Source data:

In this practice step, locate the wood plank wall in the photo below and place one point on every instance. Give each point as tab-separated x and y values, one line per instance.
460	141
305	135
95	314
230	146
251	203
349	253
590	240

What is expected | Please output the entries above, every line exactly as it reads.

Solution to this problem |
In this practice step, locate the wood plank wall in the photo below and place one point on every instance. Give each point as tab-separated x and y values, one line per instance.
460	141
305	135
95	314
230	146
251	203
349	253
590	240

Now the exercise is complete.